··· Input data

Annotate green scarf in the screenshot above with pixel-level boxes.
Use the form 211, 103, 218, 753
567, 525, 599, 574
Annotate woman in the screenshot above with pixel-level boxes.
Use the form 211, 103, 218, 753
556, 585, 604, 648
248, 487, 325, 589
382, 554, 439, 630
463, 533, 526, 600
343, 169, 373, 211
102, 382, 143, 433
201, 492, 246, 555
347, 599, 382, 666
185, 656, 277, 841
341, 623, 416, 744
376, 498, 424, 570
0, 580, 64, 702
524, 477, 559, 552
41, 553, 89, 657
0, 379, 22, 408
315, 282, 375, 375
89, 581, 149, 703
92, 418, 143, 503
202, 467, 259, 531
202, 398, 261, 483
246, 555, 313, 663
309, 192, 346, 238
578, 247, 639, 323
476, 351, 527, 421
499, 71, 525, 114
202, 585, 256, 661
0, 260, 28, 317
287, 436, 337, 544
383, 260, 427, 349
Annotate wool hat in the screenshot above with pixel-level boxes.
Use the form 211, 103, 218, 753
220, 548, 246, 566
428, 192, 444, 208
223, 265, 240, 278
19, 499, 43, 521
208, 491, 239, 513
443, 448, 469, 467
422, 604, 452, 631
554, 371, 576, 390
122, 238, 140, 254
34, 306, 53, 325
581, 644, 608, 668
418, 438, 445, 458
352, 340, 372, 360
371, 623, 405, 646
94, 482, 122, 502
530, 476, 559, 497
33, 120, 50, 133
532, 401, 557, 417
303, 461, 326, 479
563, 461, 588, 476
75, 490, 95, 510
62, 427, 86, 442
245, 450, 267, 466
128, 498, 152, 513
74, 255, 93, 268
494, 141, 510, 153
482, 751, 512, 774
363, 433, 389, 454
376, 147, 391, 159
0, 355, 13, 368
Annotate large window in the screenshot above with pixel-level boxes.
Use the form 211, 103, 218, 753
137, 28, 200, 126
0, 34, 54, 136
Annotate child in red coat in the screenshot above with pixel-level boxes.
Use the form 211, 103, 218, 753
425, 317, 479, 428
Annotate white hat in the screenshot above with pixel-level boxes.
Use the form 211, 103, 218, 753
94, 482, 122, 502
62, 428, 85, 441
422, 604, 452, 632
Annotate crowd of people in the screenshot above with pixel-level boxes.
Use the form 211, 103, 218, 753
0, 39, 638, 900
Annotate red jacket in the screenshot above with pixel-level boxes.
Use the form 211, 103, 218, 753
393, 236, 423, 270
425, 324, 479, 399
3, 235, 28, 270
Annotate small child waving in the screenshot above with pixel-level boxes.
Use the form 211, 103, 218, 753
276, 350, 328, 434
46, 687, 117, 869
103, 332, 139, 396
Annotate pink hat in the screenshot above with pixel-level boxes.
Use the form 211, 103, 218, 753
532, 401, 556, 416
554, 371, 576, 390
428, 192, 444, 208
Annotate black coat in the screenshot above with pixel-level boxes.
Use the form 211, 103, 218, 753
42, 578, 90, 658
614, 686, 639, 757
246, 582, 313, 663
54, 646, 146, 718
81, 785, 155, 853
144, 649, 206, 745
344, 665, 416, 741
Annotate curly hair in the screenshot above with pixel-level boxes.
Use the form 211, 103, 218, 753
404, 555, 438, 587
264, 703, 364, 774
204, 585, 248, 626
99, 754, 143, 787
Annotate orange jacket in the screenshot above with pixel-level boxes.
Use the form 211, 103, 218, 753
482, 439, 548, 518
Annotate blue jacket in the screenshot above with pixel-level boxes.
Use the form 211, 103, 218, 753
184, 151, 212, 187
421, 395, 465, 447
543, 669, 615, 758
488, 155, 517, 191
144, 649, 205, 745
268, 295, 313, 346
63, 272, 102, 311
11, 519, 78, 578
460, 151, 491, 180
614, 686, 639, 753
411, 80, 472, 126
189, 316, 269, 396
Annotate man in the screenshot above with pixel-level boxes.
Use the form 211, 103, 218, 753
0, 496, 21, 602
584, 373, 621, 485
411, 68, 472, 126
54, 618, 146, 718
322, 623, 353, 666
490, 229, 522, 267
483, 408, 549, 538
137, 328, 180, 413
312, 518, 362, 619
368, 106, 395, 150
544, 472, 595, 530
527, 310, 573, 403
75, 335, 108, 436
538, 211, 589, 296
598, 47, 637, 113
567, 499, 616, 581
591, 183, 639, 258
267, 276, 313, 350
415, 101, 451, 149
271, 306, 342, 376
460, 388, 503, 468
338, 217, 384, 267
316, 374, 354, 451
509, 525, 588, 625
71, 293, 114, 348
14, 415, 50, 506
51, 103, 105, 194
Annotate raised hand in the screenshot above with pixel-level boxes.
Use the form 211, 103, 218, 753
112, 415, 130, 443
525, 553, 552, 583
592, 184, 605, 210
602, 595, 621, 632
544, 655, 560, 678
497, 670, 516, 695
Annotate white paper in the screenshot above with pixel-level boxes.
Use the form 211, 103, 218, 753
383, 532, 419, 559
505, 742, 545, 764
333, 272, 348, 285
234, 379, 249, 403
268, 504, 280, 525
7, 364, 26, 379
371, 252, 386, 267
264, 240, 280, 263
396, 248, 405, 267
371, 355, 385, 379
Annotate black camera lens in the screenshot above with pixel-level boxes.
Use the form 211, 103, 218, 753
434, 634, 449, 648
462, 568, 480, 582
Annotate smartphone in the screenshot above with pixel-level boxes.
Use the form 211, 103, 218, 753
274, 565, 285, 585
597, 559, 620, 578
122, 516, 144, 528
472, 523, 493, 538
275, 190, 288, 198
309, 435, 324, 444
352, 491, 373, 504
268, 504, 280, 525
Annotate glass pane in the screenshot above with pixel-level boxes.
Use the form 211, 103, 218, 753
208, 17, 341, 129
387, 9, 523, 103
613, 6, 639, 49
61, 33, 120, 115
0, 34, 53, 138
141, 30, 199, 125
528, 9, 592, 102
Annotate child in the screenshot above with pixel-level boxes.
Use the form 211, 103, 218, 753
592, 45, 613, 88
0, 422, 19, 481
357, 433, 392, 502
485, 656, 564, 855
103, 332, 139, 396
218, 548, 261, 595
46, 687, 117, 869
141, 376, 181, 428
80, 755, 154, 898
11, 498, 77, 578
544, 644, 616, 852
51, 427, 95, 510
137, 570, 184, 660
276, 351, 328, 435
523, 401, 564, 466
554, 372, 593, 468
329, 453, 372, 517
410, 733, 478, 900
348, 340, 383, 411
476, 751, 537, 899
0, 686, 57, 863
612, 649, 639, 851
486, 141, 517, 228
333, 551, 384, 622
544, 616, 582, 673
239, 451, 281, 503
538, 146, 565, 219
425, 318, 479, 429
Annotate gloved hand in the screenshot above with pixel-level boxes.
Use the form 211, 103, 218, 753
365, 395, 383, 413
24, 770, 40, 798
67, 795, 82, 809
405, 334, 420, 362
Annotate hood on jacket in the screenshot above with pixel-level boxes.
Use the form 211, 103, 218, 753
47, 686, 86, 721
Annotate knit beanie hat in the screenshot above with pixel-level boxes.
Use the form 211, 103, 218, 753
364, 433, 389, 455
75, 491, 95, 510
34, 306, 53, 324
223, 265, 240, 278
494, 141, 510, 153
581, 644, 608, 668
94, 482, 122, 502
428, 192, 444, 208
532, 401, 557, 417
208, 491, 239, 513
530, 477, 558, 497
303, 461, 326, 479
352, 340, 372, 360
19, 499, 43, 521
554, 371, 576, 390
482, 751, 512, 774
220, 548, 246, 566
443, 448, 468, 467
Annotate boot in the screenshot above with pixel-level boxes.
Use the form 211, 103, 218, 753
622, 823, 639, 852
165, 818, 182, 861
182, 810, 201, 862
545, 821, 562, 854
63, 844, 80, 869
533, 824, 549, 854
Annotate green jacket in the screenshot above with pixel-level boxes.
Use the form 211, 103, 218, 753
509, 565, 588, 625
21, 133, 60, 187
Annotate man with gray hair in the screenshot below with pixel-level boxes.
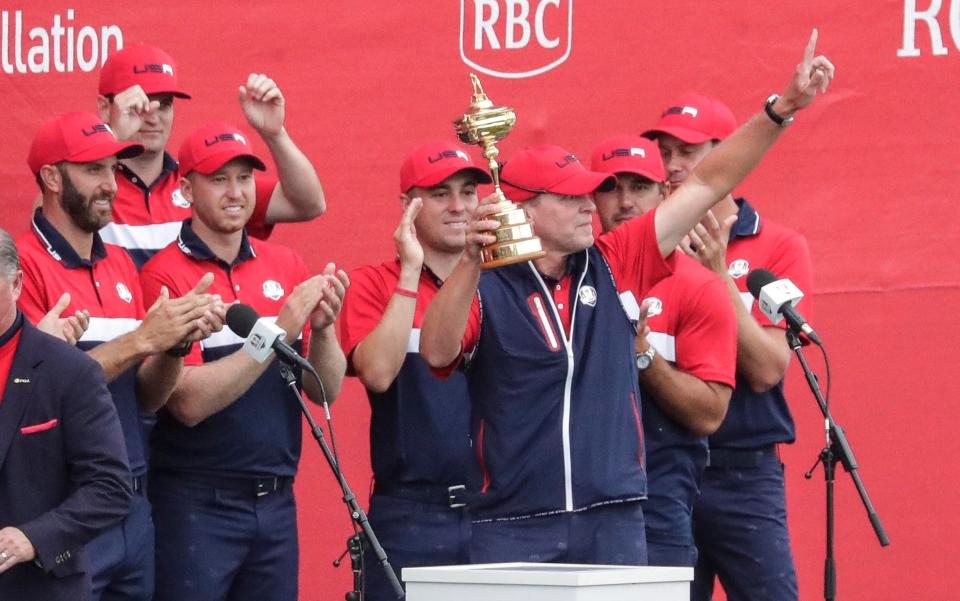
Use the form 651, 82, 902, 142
0, 227, 133, 601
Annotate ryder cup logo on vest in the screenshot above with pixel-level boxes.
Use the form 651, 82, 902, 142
728, 259, 750, 279
460, 0, 573, 79
116, 282, 133, 303
578, 285, 597, 307
262, 280, 284, 301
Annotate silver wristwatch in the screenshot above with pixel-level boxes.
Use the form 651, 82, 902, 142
635, 346, 656, 371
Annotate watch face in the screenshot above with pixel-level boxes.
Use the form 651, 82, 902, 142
636, 352, 652, 370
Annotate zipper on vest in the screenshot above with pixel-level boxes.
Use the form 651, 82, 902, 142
527, 251, 590, 512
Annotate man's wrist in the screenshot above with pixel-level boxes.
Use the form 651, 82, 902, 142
771, 94, 799, 120
165, 340, 194, 358
132, 330, 159, 357
397, 267, 422, 288
258, 126, 289, 147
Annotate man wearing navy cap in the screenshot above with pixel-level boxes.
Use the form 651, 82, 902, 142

······

- **How to complete this task**
After locating the line that contains "Annotate woman in", please copy exactly every line from the start of the records through it, and nothing else.

- **Reply to the task**
Annotate green scarf in the screenshot above with pixel-level boxes.
Use the form 211, 103, 218, 753
567, 525, 599, 574
Annotate woman in the screenshot above with pixel-level boxes.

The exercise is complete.